→ **INSTRUCTION**
Rewrite the records below, replacing "At your earliest convenience" with "When you have a moment" each time it occurs and changing nothing else. Omit the pictures from your version.

→ **RECORD SET**
|---|
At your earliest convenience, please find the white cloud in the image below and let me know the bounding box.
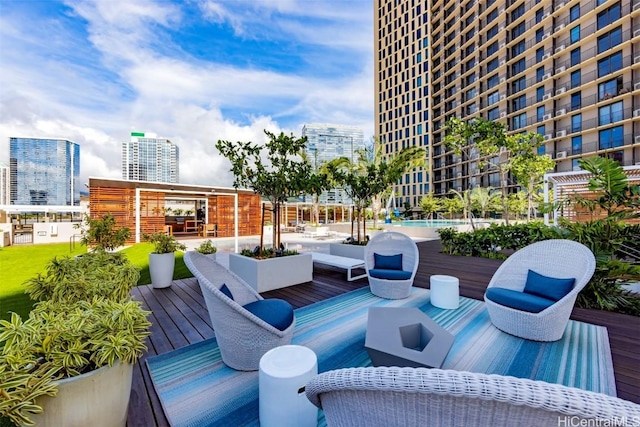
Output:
[0,0,373,191]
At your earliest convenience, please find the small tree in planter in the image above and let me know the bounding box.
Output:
[327,140,425,244]
[0,251,151,426]
[74,214,131,251]
[216,130,326,254]
[142,233,187,288]
[196,239,218,258]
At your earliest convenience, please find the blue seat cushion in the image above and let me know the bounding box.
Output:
[243,298,293,331]
[524,270,576,301]
[369,268,411,280]
[485,287,555,313]
[373,252,402,270]
[220,283,233,300]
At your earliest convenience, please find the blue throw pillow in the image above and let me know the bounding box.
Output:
[485,287,555,313]
[524,270,576,301]
[243,298,293,331]
[220,283,233,300]
[369,268,412,280]
[373,252,402,270]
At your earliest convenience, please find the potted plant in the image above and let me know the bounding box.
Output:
[216,130,318,292]
[74,214,131,251]
[0,251,151,427]
[196,239,218,259]
[142,233,187,288]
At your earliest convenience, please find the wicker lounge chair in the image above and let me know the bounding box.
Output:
[305,367,640,427]
[364,231,420,299]
[184,252,295,371]
[484,239,595,341]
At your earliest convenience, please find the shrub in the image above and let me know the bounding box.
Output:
[142,233,187,254]
[196,239,218,255]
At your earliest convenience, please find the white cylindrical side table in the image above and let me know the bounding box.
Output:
[430,274,460,309]
[258,345,318,427]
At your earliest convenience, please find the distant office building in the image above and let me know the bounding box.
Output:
[302,123,364,203]
[0,163,11,205]
[9,137,80,206]
[122,132,180,183]
[374,0,640,206]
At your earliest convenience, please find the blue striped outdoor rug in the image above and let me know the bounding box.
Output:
[147,288,616,427]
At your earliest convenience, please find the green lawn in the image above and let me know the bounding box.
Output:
[0,243,193,319]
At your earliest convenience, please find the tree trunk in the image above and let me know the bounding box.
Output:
[500,170,509,225]
[465,190,476,231]
[260,203,264,256]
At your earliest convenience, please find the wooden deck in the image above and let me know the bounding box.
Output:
[128,241,640,427]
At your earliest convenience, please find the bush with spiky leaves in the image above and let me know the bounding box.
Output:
[0,251,151,425]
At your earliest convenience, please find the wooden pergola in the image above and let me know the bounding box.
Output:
[543,166,640,225]
[89,178,261,251]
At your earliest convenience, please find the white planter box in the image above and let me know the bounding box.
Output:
[329,243,364,259]
[229,254,313,292]
[149,252,176,288]
[31,362,133,427]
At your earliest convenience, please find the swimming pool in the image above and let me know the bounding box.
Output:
[392,219,478,228]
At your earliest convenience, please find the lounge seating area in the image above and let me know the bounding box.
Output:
[306,367,640,427]
[364,231,420,299]
[184,251,296,371]
[129,242,640,425]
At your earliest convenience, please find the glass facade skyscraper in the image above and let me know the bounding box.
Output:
[9,137,80,206]
[302,123,364,203]
[122,132,180,183]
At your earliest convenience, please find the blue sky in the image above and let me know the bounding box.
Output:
[0,0,373,186]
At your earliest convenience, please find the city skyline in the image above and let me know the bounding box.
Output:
[0,0,373,186]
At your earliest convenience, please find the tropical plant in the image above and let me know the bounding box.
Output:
[445,188,472,220]
[142,232,187,254]
[73,214,131,251]
[0,251,151,425]
[216,130,325,251]
[444,117,553,224]
[327,139,426,242]
[440,197,464,219]
[420,193,442,218]
[196,239,218,255]
[471,187,500,218]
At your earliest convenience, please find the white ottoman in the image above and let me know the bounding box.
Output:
[430,274,460,309]
[259,345,318,427]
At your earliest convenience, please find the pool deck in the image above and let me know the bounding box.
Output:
[127,240,640,427]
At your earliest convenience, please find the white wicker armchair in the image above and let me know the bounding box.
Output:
[364,231,420,299]
[484,239,596,341]
[184,252,295,371]
[305,367,640,427]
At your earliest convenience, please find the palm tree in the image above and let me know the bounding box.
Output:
[420,193,442,219]
[327,139,426,242]
[471,187,500,218]
[358,139,426,228]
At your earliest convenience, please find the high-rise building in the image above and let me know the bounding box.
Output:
[9,137,80,206]
[122,132,180,183]
[374,0,640,206]
[0,163,11,205]
[302,123,365,203]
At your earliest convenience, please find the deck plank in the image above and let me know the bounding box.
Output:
[127,240,640,427]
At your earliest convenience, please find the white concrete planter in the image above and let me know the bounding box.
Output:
[329,243,364,259]
[31,362,133,427]
[149,252,176,288]
[229,254,313,292]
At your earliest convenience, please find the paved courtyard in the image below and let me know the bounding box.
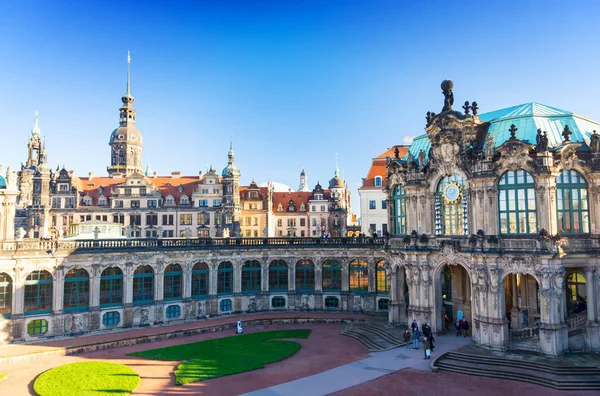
|---|
→ **FINISHED EXERCISE**
When you have a moment, please find the white cloud in the image below and let me know the bounding box.
Output:
[0,0,373,191]
When you have a moment, please find the small tree in planter in the image above and let me know the bounding box.
Output:
[327,140,425,244]
[0,251,151,426]
[74,214,131,251]
[216,130,326,254]
[142,233,187,288]
[196,239,218,258]
When you have a moment, please find the blue seat cushion in the image above and let me know the bounding box.
Output:
[243,298,293,331]
[524,270,576,301]
[369,268,411,280]
[485,287,555,313]
[373,252,402,270]
[220,283,233,300]
When you have a moment, please find the blue throw pillow in the image above and let me know the bounding box.
Output:
[485,287,555,313]
[524,270,576,301]
[243,298,293,331]
[220,283,233,300]
[369,268,412,280]
[373,252,402,270]
When you have a moment, please find the potted plant in the image above and let me know the bounding box.
Output:
[216,130,318,292]
[74,214,131,251]
[0,251,151,427]
[196,239,218,259]
[142,233,187,288]
When you have a moment, please find the wicker lounge chair in the image above and let me know the bounding box.
Output:
[305,367,640,427]
[364,231,420,299]
[184,252,295,371]
[484,239,595,341]
When you have a moment, please find the shrub in the image above and let me know the bounding box.
Output:
[142,233,187,254]
[196,239,218,255]
When you have a moment, please find the white cylindrical side table in the image above and let me know the bounding box.
Output:
[430,274,460,309]
[258,345,318,427]
When you have a moment, please find the distant office building in the image above and let me know the bounding box.
Output:
[302,123,364,203]
[0,163,11,205]
[9,137,80,206]
[122,132,180,183]
[374,0,640,206]
When you have a moment, please find the blue striped outdoor rug in the image above and let me know the bounding box.
Output:
[147,288,616,427]
When you have a moment, please find the green lawn in the image above and let me know the bounding box.
Output:
[0,243,193,319]
When you have a moment, please find the tree trunk in the image above and let me know the bounding box.
Output:
[500,170,509,225]
[465,190,476,231]
[260,203,264,256]
When you have a moment, please find the wooden deck in the image above and let me know the bounding box.
Output:
[128,241,640,427]
When you have a moment, please find the bush with spiky leaves in the image above and let me know the bounding box.
Output:
[0,251,151,425]
When you have a moment, please find the wooden pergola in the image above and let me know the bounding box.
Output:
[543,166,640,225]
[89,178,261,251]
When you have a moment, please find the white planter box in the image above and let me know the bounding box.
Output:
[329,243,364,259]
[229,254,313,292]
[149,252,176,288]
[31,362,133,427]
When you have a moment, please find the swimming pool in the image above and let me know the bounding box.
Output:
[392,219,478,228]
When you have a moment, please find the lounge seating area in the image above and let me know the bounding box.
Output:
[306,367,640,427]
[364,231,420,299]
[184,251,296,371]
[129,242,640,425]
When you have a moment, please find the glass facade skyscraper in the image above and let me know the bounding box.
Output:
[9,137,80,206]
[302,123,364,203]
[122,132,180,183]
When you have a moment, please find the blue sky in the image above and let me know the bounding box.
Output:
[0,0,373,186]
When you have a moment, please find the city skyline in the image above and let me know the bounding box.
Output:
[0,0,373,186]
When you have a moment, please find the tropical plant in the image above and let me know the bounding box.
Output:
[445,188,472,220]
[142,232,187,254]
[73,214,131,251]
[0,251,151,425]
[216,130,325,251]
[444,117,553,224]
[327,139,426,242]
[440,197,464,219]
[420,193,442,218]
[196,239,218,255]
[471,187,500,218]
When you have a moment, please find the white ottoman in the image above and let me know the bounding box.
Output:
[430,274,460,309]
[259,345,318,427]
When you have a moment, please find the pool deck in the image above and let me know the bounding box.
Output:
[127,240,640,427]
When you have a moment, please find the white wicker armchair in the image above and let me know the bounding box.
Output:
[364,231,420,299]
[484,239,596,341]
[184,252,295,371]
[305,367,640,427]
When you have a moment, please find the palm tree in the image above and let me know the bounding box.
Output:
[420,193,442,219]
[327,139,426,242]
[471,187,500,218]
[358,139,426,228]
When you have a moment, please find the high-rise building in the image above and let me know the bounding box.
Output:
[9,137,80,206]
[122,132,180,183]
[374,0,640,206]
[0,163,11,205]
[302,123,365,203]
When you have a moment, please find the deck plank in the image above and let me know the bounding box.
Output:
[127,240,640,427]
When you have a moment, please find the white concrete planter in the image above and let me know the bounding box.
Output:
[329,243,364,259]
[31,362,133,427]
[149,252,176,288]
[229,254,313,292]
When you have a moment, please find the paved courtyard in the image below and let me know the bounding box.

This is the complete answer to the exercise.